→ Work task
From the first line of the records through the line containing "texture you can detect.", retype every line exactly and nothing else.

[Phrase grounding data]
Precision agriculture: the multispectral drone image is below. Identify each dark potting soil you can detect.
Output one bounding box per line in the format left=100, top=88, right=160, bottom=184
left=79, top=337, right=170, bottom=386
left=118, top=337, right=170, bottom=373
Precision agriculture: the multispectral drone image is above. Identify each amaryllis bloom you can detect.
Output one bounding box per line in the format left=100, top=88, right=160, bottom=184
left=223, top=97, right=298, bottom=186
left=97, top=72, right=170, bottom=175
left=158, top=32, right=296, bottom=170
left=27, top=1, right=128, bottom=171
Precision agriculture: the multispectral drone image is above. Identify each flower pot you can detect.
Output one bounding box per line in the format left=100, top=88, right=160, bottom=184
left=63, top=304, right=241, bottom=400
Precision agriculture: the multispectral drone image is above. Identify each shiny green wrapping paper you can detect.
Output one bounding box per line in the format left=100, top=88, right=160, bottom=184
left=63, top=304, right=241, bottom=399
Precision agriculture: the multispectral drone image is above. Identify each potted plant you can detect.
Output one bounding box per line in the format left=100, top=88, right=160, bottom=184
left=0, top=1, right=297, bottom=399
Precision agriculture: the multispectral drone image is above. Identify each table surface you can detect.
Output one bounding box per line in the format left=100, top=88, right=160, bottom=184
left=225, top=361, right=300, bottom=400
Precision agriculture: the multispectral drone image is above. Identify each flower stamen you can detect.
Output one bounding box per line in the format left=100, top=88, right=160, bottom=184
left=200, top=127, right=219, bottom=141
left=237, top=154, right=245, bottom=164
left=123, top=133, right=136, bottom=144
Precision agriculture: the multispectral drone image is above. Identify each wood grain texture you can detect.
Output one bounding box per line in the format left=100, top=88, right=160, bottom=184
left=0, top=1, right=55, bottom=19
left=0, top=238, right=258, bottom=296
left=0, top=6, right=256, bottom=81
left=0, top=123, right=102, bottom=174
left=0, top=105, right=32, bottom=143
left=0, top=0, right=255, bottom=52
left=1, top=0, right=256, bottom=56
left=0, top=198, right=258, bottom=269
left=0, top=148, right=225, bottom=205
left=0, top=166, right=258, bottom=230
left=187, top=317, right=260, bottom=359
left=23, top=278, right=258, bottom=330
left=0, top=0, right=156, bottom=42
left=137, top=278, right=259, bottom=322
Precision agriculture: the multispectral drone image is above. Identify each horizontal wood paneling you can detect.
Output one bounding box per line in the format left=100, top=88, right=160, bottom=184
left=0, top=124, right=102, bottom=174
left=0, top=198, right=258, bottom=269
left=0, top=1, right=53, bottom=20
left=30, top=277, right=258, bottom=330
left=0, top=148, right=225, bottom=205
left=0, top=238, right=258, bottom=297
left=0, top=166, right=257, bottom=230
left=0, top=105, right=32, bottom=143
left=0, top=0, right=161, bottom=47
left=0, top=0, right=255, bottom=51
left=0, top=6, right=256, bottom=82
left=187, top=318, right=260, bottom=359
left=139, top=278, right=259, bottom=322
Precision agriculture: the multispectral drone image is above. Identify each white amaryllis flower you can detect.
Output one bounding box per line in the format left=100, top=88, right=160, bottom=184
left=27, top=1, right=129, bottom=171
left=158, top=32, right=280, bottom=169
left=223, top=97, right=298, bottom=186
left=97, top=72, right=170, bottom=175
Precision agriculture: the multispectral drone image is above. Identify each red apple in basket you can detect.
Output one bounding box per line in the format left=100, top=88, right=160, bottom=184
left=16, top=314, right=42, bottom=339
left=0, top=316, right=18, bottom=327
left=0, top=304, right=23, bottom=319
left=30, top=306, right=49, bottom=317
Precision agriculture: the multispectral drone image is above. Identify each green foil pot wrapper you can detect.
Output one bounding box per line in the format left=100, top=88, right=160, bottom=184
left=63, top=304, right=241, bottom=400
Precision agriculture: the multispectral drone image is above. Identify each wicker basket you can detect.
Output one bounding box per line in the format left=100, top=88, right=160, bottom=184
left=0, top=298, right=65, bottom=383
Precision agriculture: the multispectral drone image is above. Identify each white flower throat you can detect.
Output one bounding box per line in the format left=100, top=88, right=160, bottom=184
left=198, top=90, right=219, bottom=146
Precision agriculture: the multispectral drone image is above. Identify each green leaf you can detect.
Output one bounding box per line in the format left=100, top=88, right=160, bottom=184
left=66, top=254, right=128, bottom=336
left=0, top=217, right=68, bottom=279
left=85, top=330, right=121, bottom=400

→ Solution for this exercise
Precision agriculture: the multispectral drone image is below. Identify each dark potting soil you can detect.
Output one bounding box per line in the format left=100, top=88, right=160, bottom=184
left=79, top=337, right=170, bottom=386
left=118, top=337, right=170, bottom=373
Precision agriculture: the multispectral drone image is above. Identify each amaryllis bloom you can detect.
Output one bounding box per line in the format left=100, top=88, right=160, bottom=184
left=223, top=97, right=298, bottom=186
left=97, top=72, right=170, bottom=175
left=158, top=32, right=296, bottom=170
left=27, top=1, right=128, bottom=171
Precision agriculture: the multispectral drone image is above. Identify each flower pot you can detect.
Output one bounding box per line in the format left=100, top=88, right=160, bottom=184
left=63, top=304, right=241, bottom=400
Precision agriculture: the multispectral drone image is above. Identify each shiny green wrapping paper you can detect.
Output one bounding box per line in the format left=100, top=88, right=160, bottom=184
left=63, top=304, right=241, bottom=399
Precision agriculture: the multispectral drone image is above. Identify each potted plant you can detect.
Output one bounding box per line in the format left=100, top=88, right=160, bottom=184
left=0, top=1, right=297, bottom=399
Precision agriculture: the multispectral drone image is above. Identify each table surface you can detect.
Output one bounding box per line in the format left=100, top=88, right=160, bottom=184
left=225, top=361, right=300, bottom=400
Precision agriculture: the multispectral drone image is above. Identify each flower stamen you can detect.
Output one bounding box per line in the format left=100, top=88, right=160, bottom=184
left=200, top=127, right=219, bottom=141
left=237, top=154, right=245, bottom=164
left=123, top=133, right=136, bottom=144
Precision agriculture: the multispectral drone image is above. Identify each wood grain texture you can detect.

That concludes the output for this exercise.